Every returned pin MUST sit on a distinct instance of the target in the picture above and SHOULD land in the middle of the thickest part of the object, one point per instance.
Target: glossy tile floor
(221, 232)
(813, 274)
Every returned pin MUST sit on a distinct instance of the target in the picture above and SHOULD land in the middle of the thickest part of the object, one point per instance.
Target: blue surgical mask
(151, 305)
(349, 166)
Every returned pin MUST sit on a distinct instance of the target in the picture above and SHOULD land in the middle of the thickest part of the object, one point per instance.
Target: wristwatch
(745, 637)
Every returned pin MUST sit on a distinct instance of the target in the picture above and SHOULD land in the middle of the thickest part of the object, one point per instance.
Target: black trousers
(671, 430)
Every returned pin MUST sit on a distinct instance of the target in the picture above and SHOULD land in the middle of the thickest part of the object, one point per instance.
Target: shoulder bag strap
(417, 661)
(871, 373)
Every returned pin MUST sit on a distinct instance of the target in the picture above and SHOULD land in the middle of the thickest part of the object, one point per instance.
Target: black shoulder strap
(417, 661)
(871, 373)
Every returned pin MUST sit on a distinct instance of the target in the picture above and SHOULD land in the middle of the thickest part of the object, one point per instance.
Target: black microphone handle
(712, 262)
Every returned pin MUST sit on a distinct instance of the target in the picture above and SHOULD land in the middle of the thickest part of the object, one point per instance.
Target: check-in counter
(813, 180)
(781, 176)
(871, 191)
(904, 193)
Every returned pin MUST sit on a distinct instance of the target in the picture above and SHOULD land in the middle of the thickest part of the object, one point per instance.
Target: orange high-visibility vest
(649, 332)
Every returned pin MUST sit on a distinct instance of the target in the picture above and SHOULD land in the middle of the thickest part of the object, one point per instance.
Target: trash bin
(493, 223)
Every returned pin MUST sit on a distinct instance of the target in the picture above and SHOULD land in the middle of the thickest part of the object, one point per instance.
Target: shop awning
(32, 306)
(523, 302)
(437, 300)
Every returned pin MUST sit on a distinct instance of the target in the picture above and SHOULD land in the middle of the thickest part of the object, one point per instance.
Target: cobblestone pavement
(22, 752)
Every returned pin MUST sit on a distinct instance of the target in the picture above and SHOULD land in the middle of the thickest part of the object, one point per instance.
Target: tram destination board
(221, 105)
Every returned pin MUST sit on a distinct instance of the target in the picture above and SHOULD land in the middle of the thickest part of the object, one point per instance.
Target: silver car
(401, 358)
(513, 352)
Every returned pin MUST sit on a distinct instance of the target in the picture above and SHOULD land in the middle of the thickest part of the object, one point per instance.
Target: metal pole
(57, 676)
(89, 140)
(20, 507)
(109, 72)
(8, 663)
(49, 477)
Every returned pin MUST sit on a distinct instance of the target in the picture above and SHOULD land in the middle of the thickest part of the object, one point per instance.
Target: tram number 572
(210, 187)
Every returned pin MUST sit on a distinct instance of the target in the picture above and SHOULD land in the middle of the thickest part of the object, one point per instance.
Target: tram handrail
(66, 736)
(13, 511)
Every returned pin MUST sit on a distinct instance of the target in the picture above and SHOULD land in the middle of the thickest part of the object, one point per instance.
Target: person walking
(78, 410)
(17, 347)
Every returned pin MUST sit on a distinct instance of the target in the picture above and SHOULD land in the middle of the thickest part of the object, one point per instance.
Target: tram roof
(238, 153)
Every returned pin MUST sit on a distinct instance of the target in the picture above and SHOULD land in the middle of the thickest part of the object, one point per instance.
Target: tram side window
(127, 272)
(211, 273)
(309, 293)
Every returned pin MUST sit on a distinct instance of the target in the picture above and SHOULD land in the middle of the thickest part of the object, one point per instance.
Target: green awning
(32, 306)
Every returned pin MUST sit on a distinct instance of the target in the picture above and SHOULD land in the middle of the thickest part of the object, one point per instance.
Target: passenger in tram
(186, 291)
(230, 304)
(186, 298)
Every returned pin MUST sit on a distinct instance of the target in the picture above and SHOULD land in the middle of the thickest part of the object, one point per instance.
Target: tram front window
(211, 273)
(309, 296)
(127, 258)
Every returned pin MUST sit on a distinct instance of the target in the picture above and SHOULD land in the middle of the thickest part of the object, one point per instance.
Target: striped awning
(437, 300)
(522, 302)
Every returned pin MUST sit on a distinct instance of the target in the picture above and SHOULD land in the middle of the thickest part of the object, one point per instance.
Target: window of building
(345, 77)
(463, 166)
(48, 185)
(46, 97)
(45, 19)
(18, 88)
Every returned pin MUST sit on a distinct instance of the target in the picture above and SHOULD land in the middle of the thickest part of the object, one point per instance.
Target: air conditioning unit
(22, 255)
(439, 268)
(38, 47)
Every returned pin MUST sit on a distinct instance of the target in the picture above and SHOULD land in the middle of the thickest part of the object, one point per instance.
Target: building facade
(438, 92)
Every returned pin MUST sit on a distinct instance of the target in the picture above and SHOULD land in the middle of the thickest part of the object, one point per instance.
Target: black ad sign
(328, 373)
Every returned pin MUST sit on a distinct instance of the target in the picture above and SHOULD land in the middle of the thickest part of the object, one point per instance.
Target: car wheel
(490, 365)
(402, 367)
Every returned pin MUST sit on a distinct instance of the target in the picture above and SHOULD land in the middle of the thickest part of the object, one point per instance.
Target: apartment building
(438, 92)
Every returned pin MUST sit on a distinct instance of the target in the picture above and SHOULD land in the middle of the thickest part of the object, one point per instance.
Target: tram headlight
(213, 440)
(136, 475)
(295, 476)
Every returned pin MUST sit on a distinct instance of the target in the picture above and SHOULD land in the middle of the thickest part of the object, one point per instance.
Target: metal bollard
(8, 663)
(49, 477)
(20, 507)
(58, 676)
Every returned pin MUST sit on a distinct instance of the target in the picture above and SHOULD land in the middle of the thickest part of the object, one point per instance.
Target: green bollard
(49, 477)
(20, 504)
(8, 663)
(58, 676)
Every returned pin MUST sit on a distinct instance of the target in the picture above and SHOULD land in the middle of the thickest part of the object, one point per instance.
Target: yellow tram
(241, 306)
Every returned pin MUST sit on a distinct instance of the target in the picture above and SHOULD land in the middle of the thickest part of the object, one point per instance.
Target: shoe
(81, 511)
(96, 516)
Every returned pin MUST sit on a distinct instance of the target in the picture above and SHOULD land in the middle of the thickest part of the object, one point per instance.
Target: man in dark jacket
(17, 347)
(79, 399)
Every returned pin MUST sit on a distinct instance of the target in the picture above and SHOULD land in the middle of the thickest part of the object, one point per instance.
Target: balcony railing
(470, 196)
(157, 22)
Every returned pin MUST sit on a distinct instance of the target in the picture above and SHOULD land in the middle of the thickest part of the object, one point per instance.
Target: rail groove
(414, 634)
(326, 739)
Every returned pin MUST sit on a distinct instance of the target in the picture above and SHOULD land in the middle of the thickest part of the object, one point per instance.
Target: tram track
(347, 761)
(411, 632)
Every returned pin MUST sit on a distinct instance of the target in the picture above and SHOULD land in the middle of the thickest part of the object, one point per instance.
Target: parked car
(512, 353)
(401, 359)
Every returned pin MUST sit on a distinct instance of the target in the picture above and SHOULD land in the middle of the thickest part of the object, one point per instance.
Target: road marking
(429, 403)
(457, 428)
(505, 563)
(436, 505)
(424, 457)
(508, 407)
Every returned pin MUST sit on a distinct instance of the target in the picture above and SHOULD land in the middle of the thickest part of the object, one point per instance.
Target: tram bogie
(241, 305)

**WHAT IS REQUIRED**
Each record above should be repeated exactly as it appears.

**THE OUTPUT**
Every returned pin MUST sit on a distinct instance of the target in the picture above and SHOULD land in the middle of the thickest part of the object, one point per instance.
Target: glossy tile floor
(221, 232)
(813, 274)
Every returned pin MUST sit on a distinct instance of the target in the picture above and SHOULD land in the middle of the thickest part of the object, one point per instance.
Target: blue surgical mask
(151, 305)
(349, 166)
Every returned pin MUST sit on a distinct instance of the target in the picture above and SHOULD land in the middle of the thickest part of the object, one point per instance.
Target: wristwatch
(745, 637)
Every returned pin MUST sit on a distinct instance of the target in the picture above and SHOULD land in the middle of the thickest part of the object, one point per instance.
Target: black trousers
(671, 430)
Every returned pin MUST sit on a distinct instance of the target in the picture above and SHOULD land in the middle of the thickest part of the object, one point per instance.
Target: shoulder bag strap
(417, 661)
(871, 373)
Every returned pin MUST sit on a distinct instance of the target in the picture above and SHOULD land in the middle of the thickest part of the object, one point per instance.
Target: black shoulder strap
(417, 661)
(871, 373)
Every returned pin MUST sit on a distinct instance of the target in the picture above and SHOULD land in the middle of the thickest part of the object, one point per instance.
Target: black microphone handle
(712, 262)
Every returned pin MUST sit on a distinct instance of the target in the picture above and SHOULD land in the middle of the thickest part of the object, one point per instance.
Target: check-in counter
(813, 180)
(781, 176)
(871, 191)
(904, 193)
Every returned pin MUST sit on a distinct instance of the target in the picture above and SHOULD land in the middle of the thickest part of the object, one point per instance.
Target: orange high-visibility vest
(649, 332)
Every returned pin MUST sit on a distinct instance of the target in the picture above and SHOULD land in the middle of the thickest part of the object, one point per instance.
Target: trash bin
(493, 223)
Every returned pin MUST sit on a distinct instance of the target in the picture above and SHOULD land in the middle of the thickest part of the object, one point per instance.
Target: shop awning
(32, 306)
(523, 302)
(437, 300)
Every returned pin MUST sit on a distinct instance of the target in the picture above and SHOULD land in the middle of the thickest part of the object, one point per instance.
Target: cobblestone pavement
(22, 752)
Every returned pin MUST sit on a distinct instance of the target in the picture above and SHOULD land in the middle of the thickest part of the object, one point per instance.
Target: tram destination board
(221, 105)
Every returned pin MUST sit on a distinct instance of the target in the picture above and SHOULD land in the middle of the thickest part of the object, one point per instance.
Target: silver car
(401, 358)
(513, 352)
Every returned pin MUST sit on a distinct instance of the target in the picture above and SHOULD land in the middle of the thickest part of the object, one point per instance.
Target: metal pole
(57, 676)
(89, 140)
(20, 507)
(109, 72)
(8, 663)
(49, 477)
Every returned pin MUST sit on a distinct instance of the target in the picture above and SHOULD land in the middle of the thickest part of the object, one point per instance.
Target: tram number 572
(210, 187)
Every returned pin MUST sit on a distinct instance of the target in the picture above and SHOULD land in the middle of the thickest part of the object, one point per instance.
Target: tram handrail
(66, 736)
(13, 511)
Every returned pin MUST sit on a distinct instance of the target in the picture above and SHOULD land in the middle of the thickest part of the object, one point per instance.
Target: person walking
(78, 410)
(17, 347)
Every returned pin MUST sit on a distinct instance of the target in the picture above and SHOULD land in the middle of the thickest part of the object, one point per instance.
Target: tram roof
(238, 153)
Every returned pin MUST sit on a distinct instance of the target in the picture above and SHOULD land in the middle of the thickest part of the object, one point per instance.
Target: tram side window
(127, 272)
(211, 273)
(309, 293)
Every returned pin MUST sit on a distinct instance of the target in the picture above and SHOULD land in the middle of the thickest part of the object, one point per instance.
Target: green awning
(32, 306)
Every returned pin MUST sit on a distinct instance of the target in the picture above and SHOULD land in the middle of the thickest part of the object, one point per instance.
Target: passenger in tram
(186, 291)
(230, 304)
(186, 298)
Every returned pin MUST sit on a distinct instance of the target in the picture above and SHOULD land in the middle of the thickest part of the object, one point per instance.
Target: tram front window
(211, 273)
(309, 296)
(127, 258)
Every returned pin MUST sit on a distinct instance of the target in the picture above and SHOULD land in the middle of the thickest part of the object, one point per instance.
Target: striped awning
(437, 300)
(522, 302)
Every returned pin MUST sit on a distinct instance of the target in the picture above and SHOULD land in the middle of the thickest part of the object, one point per instance.
Target: window of building
(345, 77)
(463, 166)
(48, 185)
(46, 97)
(45, 19)
(18, 88)
Every returned pin MUST sit on a distinct instance of the target in the picture above and SHOULD land in the middle of the thickest part of the object, one point per instance.
Target: air conditioning unit
(22, 255)
(439, 268)
(38, 47)
Every returned pin MUST sit on a distinct instance of the target in the picture above and SHOULD land in the middle of the thickest part of the object, one point per instance.
Target: building facade
(438, 92)
Every returned pin MUST sit on a distinct instance of the target in the picture above and SHOULD land in the middle of the thickest part of the object, one point per instance.
Target: black ad sign
(328, 373)
Every returned pin MUST sit on a distinct instance of the target in the picture above and SHOULD land in the middle of the thickest part of the object, one point per instance.
Target: car wheel
(490, 365)
(402, 367)
Every returned pin MUST sit on a distinct instance of the target in the picture above and SHOULD land in the middle of the thickest part of the object, one point per instance.
Target: apartment building
(438, 92)
Every returned pin MUST sit on a distinct instance of the target in the picture above and SHOULD land in the middle of the thickest part of the object, one point per instance.
Target: tram headlight
(213, 440)
(136, 475)
(295, 476)
Every returned pin MUST sit on a distinct instance of the target in the picture above and SHOULD land in the middle of the thickest part of the object, one point per instance.
Target: metal bollard
(8, 663)
(49, 477)
(20, 507)
(58, 676)
Every returned pin MUST sit on a distinct instance of the target in the picture above and SHOULD land in the middle of the thickest part of the object, one point per instance.
Target: green bollard
(49, 477)
(20, 504)
(8, 663)
(58, 676)
Every returned pin MUST sit on a distinct instance of the target in the picture above and SHOULD land in the middle of the thickest part of the object, one point per instance.
Target: yellow tram
(241, 306)
Every returned pin MUST sit on a distinct instance of the target in the picture above and SHOULD land in the middle of the thickest part of the object, one point per instance.
Target: shoe
(81, 511)
(96, 516)
Every returned pin MUST sit on a distinct instance of the target in the picture above and SHOULD land in the middle of the thickest part of the object, one point per instance.
Target: man in dark jacket
(17, 347)
(79, 399)
Every returned pin MUST sit on a distinct instance of the target in the picture above and SHOULD land in the middle of the thickest part of the object, one point per instance.
Target: balcony railing
(470, 196)
(157, 22)
Every returned pin MUST sit on a distinct instance of the target in the picture above and SHOULD land in the middle of the thickest part of the object, one point per instance.
Target: rail groove
(414, 634)
(326, 739)
Every returned pin MUST sit on a distinct instance of the target in the picture above and SHOULD land in the middle of the thickest part of the object, one point per instance.
Target: tram track
(347, 761)
(411, 632)
Every returned pin MUST sit on a distinct instance of the target in the picture above and SHOULD land in the middle of the thickest part of the object, one point per instance.
Target: parked car
(512, 353)
(401, 359)
Every returned pin MUST sit on a distinct instance of the target in the picture above and SHOULD land in the middle of the thickest part of the object, one point per instance.
Target: road marking
(429, 403)
(457, 428)
(505, 563)
(436, 505)
(424, 457)
(508, 407)
Every returned pin MUST sit on a distinct instance of the target in the picture above and SHOULD land in the middle of the thickest part of the object, one point per instance.
Target: tram bogie
(241, 305)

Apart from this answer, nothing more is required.